Exercise requirements: Rewrite every line of the items below as a numbered list, leaving out any blank lines.

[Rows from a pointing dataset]
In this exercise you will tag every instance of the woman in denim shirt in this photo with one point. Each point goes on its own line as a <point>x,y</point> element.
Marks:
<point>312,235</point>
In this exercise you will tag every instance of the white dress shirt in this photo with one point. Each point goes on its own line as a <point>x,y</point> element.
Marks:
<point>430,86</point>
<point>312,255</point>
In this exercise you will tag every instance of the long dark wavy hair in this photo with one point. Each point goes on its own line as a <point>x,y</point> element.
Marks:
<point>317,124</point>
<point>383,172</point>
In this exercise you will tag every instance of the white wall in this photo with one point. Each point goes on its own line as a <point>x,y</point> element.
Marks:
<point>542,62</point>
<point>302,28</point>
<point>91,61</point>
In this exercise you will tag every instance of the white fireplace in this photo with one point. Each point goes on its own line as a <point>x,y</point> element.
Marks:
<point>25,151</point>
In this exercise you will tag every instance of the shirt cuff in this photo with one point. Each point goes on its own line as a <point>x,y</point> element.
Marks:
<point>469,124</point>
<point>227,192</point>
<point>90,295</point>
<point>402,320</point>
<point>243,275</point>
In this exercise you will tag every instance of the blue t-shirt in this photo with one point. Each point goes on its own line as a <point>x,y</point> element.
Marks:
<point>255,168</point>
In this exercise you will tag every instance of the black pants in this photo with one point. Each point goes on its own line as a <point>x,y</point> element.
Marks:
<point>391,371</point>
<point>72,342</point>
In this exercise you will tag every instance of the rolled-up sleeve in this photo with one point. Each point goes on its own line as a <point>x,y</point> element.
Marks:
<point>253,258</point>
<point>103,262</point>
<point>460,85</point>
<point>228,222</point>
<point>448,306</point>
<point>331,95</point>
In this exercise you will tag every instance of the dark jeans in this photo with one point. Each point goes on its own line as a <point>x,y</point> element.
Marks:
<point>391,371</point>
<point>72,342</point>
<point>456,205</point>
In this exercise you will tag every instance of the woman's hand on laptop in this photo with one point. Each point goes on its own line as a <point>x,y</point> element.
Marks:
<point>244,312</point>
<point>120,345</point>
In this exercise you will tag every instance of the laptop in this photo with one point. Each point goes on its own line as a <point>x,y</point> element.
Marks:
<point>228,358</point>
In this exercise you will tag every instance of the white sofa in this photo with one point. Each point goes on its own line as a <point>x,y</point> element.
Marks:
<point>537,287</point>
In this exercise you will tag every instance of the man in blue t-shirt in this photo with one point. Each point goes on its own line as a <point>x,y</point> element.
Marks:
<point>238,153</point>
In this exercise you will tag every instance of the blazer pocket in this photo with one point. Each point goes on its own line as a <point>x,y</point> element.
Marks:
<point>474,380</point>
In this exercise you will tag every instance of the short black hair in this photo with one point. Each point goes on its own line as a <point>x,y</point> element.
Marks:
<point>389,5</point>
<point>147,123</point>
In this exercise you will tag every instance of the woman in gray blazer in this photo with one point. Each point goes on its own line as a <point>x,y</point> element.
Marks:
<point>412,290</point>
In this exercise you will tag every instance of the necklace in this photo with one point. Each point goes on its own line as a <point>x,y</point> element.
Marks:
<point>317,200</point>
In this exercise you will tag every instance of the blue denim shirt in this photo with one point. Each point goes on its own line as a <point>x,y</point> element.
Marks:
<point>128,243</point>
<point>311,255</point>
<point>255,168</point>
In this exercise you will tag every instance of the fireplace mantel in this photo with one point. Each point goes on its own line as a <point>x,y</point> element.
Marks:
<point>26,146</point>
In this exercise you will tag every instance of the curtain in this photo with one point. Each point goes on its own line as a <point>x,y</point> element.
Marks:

Worked answer:
1. In this exercise you will tag every instance of the woman in denim shirt in this photo with one point. Each point goes on its own line as a <point>x,y</point> element.
2. Marks:
3. <point>312,235</point>
4. In this exercise you will tag every instance of the white dress shirt in this photo with one point. Each point goes on its own line as a <point>x,y</point> element.
5. Marks:
6. <point>430,86</point>
7. <point>312,255</point>
8. In this exercise you will tag every instance of the long dark wavy hair in this photo with one point. Each point goes on its own line as a <point>x,y</point> element.
9. Marks:
10. <point>317,124</point>
11. <point>383,172</point>
12. In this exercise you will tag every instance of the white wall in this photo with one point. Each point goes on its own line as a <point>x,y</point> element.
13. Marks:
14. <point>542,62</point>
15. <point>302,28</point>
16. <point>91,61</point>
17. In this exercise you will tag every instance of the white fireplace in this photo with one point. Each point goes on its own line as a <point>x,y</point> element.
18. Marks:
19. <point>25,151</point>
20. In this exercise you will tag every instance of the shirt cuff in this photo with one point. Each point goes on its own line as a <point>x,y</point> element.
21. Marks:
22. <point>469,124</point>
23. <point>227,192</point>
24. <point>90,295</point>
25. <point>402,320</point>
26. <point>243,275</point>
27. In this exercise you will tag every instance of the blue t-shirt in this photo with one point. Each point goes on its own line as a <point>x,y</point> element.
28. Marks:
29. <point>255,168</point>
30. In this exercise you will tag every instance of the black pants in this photo with one point. Each point goes on its own line as a <point>x,y</point> element.
31. Marks:
32. <point>391,371</point>
33. <point>72,342</point>
34. In this exercise you will tag every instance of the rolled-up sleeve in this photo with one point. Each point goes on its own line as a <point>x,y</point> element.
35. Marks:
36. <point>253,258</point>
37. <point>103,262</point>
38. <point>460,85</point>
39. <point>228,222</point>
40. <point>448,306</point>
41. <point>331,95</point>
42. In this exercise you will tag every instance of the dark jeans in this photo with one point. Each point goes on its own line as a <point>x,y</point> element.
43. Marks:
44. <point>391,371</point>
45. <point>72,342</point>
46. <point>456,205</point>
47. In this exercise you will tag every instance of the woman's hand on laptop in this photo with one point. Each point goes on its own line as a <point>x,y</point> element.
48. Marks:
49. <point>244,312</point>
50. <point>120,345</point>
51. In this exercise you will tag every instance of the laptop in this photo with one point. Each point goes on its own line as a <point>x,y</point> element.
52. Marks:
53. <point>228,358</point>
54. In this exercise you will tag every instance of the white sofa in this photo with one point. Each point goes on its own line as a <point>x,y</point> element.
55. Marks:
56. <point>537,287</point>
57. In this exercise you will tag every instance of the man in blue t-shirt in this photo with one point. Each point goes on its own line as a <point>x,y</point> element.
58. Marks:
59. <point>238,153</point>
60. In this exercise you will tag every instance of the blazer pocket in this photo with one point. Each point goes on its own line as a <point>x,y</point> element.
61. Marks:
62. <point>474,380</point>
63. In this exercise you will tag every instance of the short black hair in this photo with one point. Each point goes on its own line as a <point>x,y</point> element.
64. Marks:
65. <point>389,5</point>
66. <point>147,123</point>
67. In this exercise you will tag every instance of the woman in gray blazer in this photo with one point. Each point goes on its own line as a <point>x,y</point> element.
68. Marks:
69. <point>412,290</point>
70. In this exercise you will tag every instance of the necklace in this photo with one point. Each point goes on its own line as a <point>x,y</point> element.
71. Marks:
72. <point>317,200</point>
73. In this exercise you will tag every instance of the blue denim shirt in this photo with one point. Each point goes on its own line as a <point>x,y</point> element.
74. Marks:
75. <point>128,243</point>
76. <point>311,255</point>
77. <point>255,168</point>
78. In this exercise you will tag every instance of the fireplace mantel in this photo with one point. Each point goes on its own line as a <point>x,y</point> element.
79. Marks:
80. <point>26,146</point>
81. In this exercise you will tag every instance of the curtain in this photo with one point. Each point goes on its own line as a <point>x,y</point> element.
82. Marks:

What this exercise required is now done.